■ EXERCISE MATERIALS:

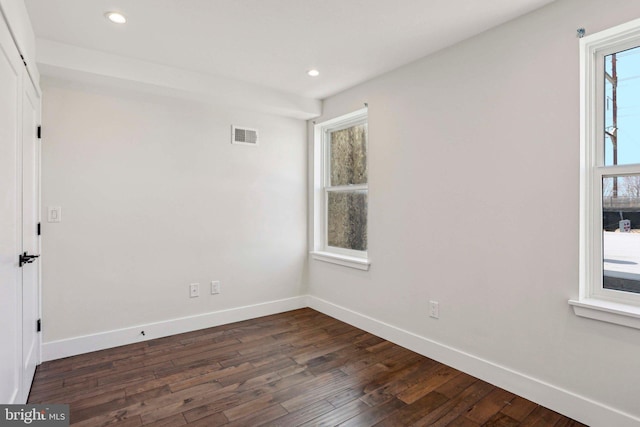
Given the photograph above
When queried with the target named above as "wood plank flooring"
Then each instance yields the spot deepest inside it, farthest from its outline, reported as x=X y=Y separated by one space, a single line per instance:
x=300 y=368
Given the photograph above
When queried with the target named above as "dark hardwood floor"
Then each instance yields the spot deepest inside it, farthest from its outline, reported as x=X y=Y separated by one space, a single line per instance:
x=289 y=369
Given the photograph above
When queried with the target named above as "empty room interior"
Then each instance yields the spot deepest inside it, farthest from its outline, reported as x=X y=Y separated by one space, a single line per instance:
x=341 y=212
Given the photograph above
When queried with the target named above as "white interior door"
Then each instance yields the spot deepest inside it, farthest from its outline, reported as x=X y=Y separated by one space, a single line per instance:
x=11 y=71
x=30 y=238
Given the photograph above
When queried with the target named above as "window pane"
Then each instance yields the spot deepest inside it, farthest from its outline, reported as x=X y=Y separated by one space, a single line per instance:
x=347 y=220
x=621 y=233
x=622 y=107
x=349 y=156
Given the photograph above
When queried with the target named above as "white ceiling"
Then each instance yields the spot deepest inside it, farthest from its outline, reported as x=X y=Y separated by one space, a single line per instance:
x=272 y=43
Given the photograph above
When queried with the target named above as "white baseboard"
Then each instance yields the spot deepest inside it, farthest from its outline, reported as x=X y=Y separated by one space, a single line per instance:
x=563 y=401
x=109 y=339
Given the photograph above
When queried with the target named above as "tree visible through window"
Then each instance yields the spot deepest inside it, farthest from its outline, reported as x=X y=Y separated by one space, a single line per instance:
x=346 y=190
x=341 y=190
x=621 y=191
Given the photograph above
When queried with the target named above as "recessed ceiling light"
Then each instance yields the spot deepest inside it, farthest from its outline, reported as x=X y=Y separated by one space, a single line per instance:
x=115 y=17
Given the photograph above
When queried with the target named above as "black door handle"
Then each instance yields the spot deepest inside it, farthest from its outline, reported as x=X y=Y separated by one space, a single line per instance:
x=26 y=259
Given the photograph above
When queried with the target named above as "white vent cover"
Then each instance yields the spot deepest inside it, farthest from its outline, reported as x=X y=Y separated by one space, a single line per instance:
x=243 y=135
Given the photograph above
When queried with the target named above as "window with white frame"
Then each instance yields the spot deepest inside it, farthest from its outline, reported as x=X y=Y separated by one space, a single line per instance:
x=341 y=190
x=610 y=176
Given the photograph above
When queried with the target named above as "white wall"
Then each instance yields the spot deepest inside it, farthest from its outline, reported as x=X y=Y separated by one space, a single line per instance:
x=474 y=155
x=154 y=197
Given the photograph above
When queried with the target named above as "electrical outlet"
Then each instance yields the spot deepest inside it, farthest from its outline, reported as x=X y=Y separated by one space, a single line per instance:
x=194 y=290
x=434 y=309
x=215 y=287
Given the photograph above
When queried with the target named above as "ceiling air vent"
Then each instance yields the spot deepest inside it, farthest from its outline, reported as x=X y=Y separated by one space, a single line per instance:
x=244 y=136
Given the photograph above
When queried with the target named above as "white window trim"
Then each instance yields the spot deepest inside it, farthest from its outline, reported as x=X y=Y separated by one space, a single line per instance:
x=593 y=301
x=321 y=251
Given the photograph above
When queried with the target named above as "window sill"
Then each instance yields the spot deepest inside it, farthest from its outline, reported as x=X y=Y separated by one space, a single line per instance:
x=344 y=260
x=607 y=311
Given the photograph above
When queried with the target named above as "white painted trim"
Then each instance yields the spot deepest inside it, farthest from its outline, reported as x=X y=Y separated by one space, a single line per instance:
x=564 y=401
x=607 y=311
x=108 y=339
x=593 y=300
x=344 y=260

■ TASK TO COMPLETE: Once the pictures are set aside, repeat the remaining data word for word.

■ OUTPUT OF THE TASK:
Given the photograph above
When queried with the target named above as "wood plank flooring"
Then each instance yields the spot deepest inside it, farthest from its outline, reported as x=X y=Y separated by one space, a single line per instance:
x=300 y=368
Given the photograph above
When queried with the target named above as "dark hardwood floor"
Then each instance yields the spot deepest inside it, farthest from its outline, reported as x=X y=Y separated by one space, a single line per instance:
x=289 y=369
Given the photograph above
When queried with the target named above as "empty room interior"
Then each instance yields the spot deepest inside it, farthest from its outline, reported as x=X y=Y separated by one space, a single line per instance:
x=341 y=212
Given the photograph above
When queried with the target named above as "white interior door"
Then each instance yields the spot deepest inside it, farthest from its outline, reported as x=X y=Y separated by one space, a single line per instance:
x=11 y=71
x=30 y=238
Given the photograph above
When queried with the target named above as "window pane"
Then each instance yields the spot deepest inside it, farthest from its outline, reported as x=X y=Y separated by one space, a single line per instance:
x=347 y=220
x=621 y=233
x=622 y=107
x=349 y=156
Given the photograph above
When queried with the target named above as "white ceiling"
Then each instance yields the spot deepest inside it, farthest from its outline, reported as x=X y=Y separated by one space, a single line per instance:
x=272 y=43
Given the photograph above
When queried with the target named above as "white baseboard"
Then each instance yields the spot deepest inside it, farthest from its outline, reported as x=X y=Y separated by one space, a single line per instance:
x=563 y=401
x=109 y=339
Given the photograph above
When queried with the target named above as "tree visible through window"
Then each instance yields the spot deepest inside it, farthest from its outline, reported as x=X y=Y separated by one space, a single line per instance:
x=346 y=190
x=341 y=190
x=621 y=191
Given the photograph above
When queried with the target named above as "recessed ceiling light"
Then each instance yields the spot deepest inside it, farthest from its outline, reported as x=X y=Y separated by one space, a single line per instance:
x=115 y=17
Given the photograph above
When queried with the target named above as "black door handle"
Then each instance yields the spot deepest inside it, farthest from its outline, reported as x=X y=Y separated by one space, a single line per instance:
x=26 y=259
Given the photograph above
When queried with the target named above as "white vent cover"
Then each instance yields the spot deepest inside it, farthest from its outline, reported as x=X y=Y separated by one space, a single line per instance:
x=243 y=135
Given the photograph above
When queried with the target named above as "window with white frame"
Then each instance yields the spot deepest inside it, farthest from its outline, reported as x=X y=Y separated by one space, a single line per instance:
x=341 y=190
x=610 y=176
Given the photograph above
When queried with the target named above as "white wall"
Then each instance yields the spot deepest inside it, farthest from its outline, reported as x=X y=Y separated by one space, a single line per instance:
x=474 y=155
x=154 y=197
Given the photograph above
When queried with the target named above as "electrical outlet"
Then each instance yields the spot deepest inside it, farthest from its outline, reported as x=X y=Y separated by one space, a single line per instance:
x=194 y=290
x=434 y=309
x=215 y=287
Given the photograph above
When queried with the target named above as "ceiling air vent"
Then each instance yields the spot deepest inside it, farthest from its outline, reported as x=X y=Y separated by one space, a single line per instance:
x=244 y=136
Given the photograph above
When queried with the target named above as "white window trim"
Then each instance yields the spot deepest inside it, farthest from its outline, reported as x=X y=Y separated by one space, a single line per instance:
x=593 y=301
x=321 y=251
Given the photograph above
When queried with the target named above as "window sill"
Then each instance yields the spot deepest inside it, farthest from its outline, reported as x=X y=Y separated by one space, a single line per instance:
x=344 y=260
x=607 y=311
Given the photograph above
When queried with the target named above as "white painted trim"
Then each instance yields the spot deepest inside it, farthest from its outline, reported as x=X y=Y separated by one space, a single line per instance:
x=564 y=401
x=607 y=311
x=108 y=339
x=593 y=300
x=344 y=260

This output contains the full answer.